**Exercise 1**
Say whether each statement below agrees with the passage on the Mongol invasions of Japan. Answer yes or no and quote the words of the passage that decide it.
(a) The 1274 expedition landed near Hakata, in northern Kyushu.
(b) The force sent in 1281 was smaller than the first one.
(c) The Japanese executed Khubilai Khan's envoys.

**Extract**
** START **

It took the Mongols until 1274 to organize a military expedition, but
in that year a force of about 30,000 was sent
to Japan. They landed near Hakata, in northern Kyushu, and fought
briefly with
a
Japanese force assembled by the bakufu but consisting mostly of local warriors. Fortunately for the Japanese, a great storm destroyed this
expedition.
Heavy casualties did not deter Khubilai Khan from trying again. He
renewed his demands only to meet with rebuff; the Japanese showed
their determination to resist by executing his envoys. In 1281
Khubilai sent a much larger force, estimated at 140,000 men, to crush
the Japanese. But the shogunate, too, had used the intervening
years
in military preparation: they built a stone wall along Hakata
Bay,
amassed troops, and trained them in the techniques of group fighting
employed by the Mongols, which contrasted with the individual combat
customary in Japanese warfare.

** END **

**Source records**
** START **

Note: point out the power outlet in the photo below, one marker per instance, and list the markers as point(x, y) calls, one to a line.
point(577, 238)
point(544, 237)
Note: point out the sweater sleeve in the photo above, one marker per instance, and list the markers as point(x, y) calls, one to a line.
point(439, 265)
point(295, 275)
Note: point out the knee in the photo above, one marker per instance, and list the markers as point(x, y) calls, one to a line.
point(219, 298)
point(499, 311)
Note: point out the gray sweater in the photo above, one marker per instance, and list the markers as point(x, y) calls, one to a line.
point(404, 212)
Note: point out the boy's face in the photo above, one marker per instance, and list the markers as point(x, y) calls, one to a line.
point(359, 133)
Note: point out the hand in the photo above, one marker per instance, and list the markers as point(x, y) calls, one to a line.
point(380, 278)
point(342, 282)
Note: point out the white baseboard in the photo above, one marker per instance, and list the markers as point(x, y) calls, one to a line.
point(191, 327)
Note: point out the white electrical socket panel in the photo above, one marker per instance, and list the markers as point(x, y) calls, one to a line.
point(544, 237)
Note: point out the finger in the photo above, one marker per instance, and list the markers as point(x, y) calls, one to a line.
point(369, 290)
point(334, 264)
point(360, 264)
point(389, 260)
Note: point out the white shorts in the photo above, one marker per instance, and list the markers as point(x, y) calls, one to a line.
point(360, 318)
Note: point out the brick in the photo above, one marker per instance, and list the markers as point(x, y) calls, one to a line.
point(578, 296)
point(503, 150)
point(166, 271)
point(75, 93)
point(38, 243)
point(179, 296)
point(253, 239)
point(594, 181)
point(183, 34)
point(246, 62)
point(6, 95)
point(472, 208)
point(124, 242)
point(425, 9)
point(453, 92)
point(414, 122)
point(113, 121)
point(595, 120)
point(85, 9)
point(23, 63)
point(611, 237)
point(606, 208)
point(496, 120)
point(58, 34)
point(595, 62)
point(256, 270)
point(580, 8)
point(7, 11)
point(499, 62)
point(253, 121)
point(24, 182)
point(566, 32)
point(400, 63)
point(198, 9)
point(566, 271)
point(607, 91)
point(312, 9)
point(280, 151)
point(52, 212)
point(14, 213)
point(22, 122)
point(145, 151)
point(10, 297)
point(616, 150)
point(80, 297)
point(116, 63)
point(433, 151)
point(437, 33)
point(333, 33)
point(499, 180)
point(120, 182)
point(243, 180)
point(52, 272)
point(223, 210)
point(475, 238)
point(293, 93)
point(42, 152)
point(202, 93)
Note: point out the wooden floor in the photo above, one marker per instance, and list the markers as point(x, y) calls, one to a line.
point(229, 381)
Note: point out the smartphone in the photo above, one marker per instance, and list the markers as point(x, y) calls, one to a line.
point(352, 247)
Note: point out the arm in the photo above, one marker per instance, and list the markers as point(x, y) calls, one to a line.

** END **

**Exercise 2**
Rewrite the stretch of the listing from the line containing "Note: point out the brick" through the line containing "point(400, 63)" as a numbered list, leaving out blank lines.

**Written answer 1**
(a) Yes: "They landed near Hakata, in northern Kyushu"
(b) No: "Khubilai sent a much larger force, estimated at 140,000 men"
(c) Yes: "the Japanese showed their determination to resist by executing his envoys"

**Written answer 2**
1. Note: point out the brick in the photo above, one marker per instance, and list the markers as point(x, y) calls, one to a line.
2. point(578, 296)
3. point(503, 150)
4. point(166, 271)
5. point(75, 93)
6. point(38, 243)
7. point(179, 296)
8. point(253, 239)
9. point(594, 181)
10. point(183, 34)
11. point(246, 62)
12. point(6, 95)
13. point(472, 208)
14. point(124, 242)
15. point(425, 9)
16. point(453, 92)
17. point(414, 122)
18. point(113, 121)
19. point(595, 120)
20. point(85, 9)
21. point(23, 63)
22. point(611, 237)
23. point(606, 208)
24. point(496, 120)
25. point(58, 34)
26. point(595, 62)
27. point(256, 270)
28. point(580, 8)
29. point(7, 11)
30. point(499, 62)
31. point(253, 121)
32. point(24, 182)
33. point(566, 32)
34. point(400, 63)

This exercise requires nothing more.